Problem description: Until you reach the line containing "person in background -> box", reproduce each line of the listing exactly, please, and include that line as well.

▽

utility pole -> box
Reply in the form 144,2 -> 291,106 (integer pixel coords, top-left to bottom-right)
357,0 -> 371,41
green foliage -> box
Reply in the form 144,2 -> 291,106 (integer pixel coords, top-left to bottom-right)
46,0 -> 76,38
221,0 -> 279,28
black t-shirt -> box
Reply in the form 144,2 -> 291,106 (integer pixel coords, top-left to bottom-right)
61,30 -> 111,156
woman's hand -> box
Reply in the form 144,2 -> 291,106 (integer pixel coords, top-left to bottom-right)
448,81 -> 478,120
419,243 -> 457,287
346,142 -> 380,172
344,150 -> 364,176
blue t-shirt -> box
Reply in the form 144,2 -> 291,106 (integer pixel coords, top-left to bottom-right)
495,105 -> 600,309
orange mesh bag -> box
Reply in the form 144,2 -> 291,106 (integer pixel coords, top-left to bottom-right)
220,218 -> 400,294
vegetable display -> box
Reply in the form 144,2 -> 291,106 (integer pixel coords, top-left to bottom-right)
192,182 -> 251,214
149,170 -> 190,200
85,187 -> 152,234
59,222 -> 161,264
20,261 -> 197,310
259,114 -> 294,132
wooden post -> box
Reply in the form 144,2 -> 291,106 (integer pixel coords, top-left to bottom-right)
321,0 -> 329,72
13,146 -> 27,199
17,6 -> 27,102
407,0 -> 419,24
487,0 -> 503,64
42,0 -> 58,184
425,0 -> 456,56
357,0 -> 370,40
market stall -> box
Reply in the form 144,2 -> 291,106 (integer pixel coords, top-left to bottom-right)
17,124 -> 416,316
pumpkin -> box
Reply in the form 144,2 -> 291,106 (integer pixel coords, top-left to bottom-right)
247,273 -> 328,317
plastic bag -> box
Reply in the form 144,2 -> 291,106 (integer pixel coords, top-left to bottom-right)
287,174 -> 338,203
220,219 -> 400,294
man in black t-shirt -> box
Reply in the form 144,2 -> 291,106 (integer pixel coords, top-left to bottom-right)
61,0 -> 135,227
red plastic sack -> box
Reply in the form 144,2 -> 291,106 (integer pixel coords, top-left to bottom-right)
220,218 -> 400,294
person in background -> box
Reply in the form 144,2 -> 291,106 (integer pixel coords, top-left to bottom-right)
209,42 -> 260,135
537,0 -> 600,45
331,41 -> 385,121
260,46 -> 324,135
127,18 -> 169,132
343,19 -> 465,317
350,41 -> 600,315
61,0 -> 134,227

△

Final answer:
utility pole -> box
Reply in the form 144,2 -> 291,106 (integer pixel coords, top-left to bottom-right)
357,0 -> 371,41
green foliage -> box
Reply in the form 144,2 -> 291,106 (integer pixel coords, top-left to bottom-right)
46,0 -> 76,38
221,0 -> 279,28
black t-shirt -> box
Reply in the form 144,2 -> 291,106 (integer pixel coords, top-left to bottom-right)
61,30 -> 111,156
woman's hand -> box
Reply in the form 144,2 -> 291,106 (integer pixel coords, top-left to bottom-right)
448,81 -> 478,120
419,243 -> 457,287
346,142 -> 380,172
344,150 -> 364,176
blue t-shirt -> box
Reply in the form 144,2 -> 291,106 (integer pixel coords, top-left to bottom-right)
495,105 -> 600,309
orange mesh bag -> box
Reply in the form 144,2 -> 291,106 (integer pixel coords, top-left to bottom-right)
220,218 -> 400,294
vegetable display -> box
Reply in the form 144,2 -> 291,106 (integer pixel coords, top-left to bottom-right)
192,182 -> 251,214
149,170 -> 190,200
85,187 -> 152,234
59,222 -> 161,264
20,261 -> 197,310
259,114 -> 294,132
wooden post -> box
Reply in the form 144,2 -> 291,106 (integer pixel coords, top-left to bottom-right)
321,0 -> 329,72
13,146 -> 27,199
17,6 -> 27,102
407,0 -> 419,24
487,0 -> 503,64
42,0 -> 58,184
425,0 -> 456,56
357,0 -> 370,40
market stall -> box
Reply in the form 144,2 -> 291,106 (integer pixel coords, top-left to bottom-right)
17,124 -> 416,316
pumpkin -> box
Reply in the form 144,2 -> 291,106 (integer pixel coords, top-left to bottom-right)
247,273 -> 328,317
plastic bag -> box
Reply in the form 144,2 -> 291,106 (integer pixel coords, top-left to bottom-right)
287,174 -> 338,203
220,219 -> 400,294
man in black t-shirt -> box
Reply in the form 144,2 -> 291,106 (integer pixel coords, top-left to bottom-right)
61,0 -> 135,227
red plastic sack -> box
Reply in the form 144,2 -> 291,106 (integer pixel coords, top-left to bottom-right)
220,218 -> 400,294
person in background -> box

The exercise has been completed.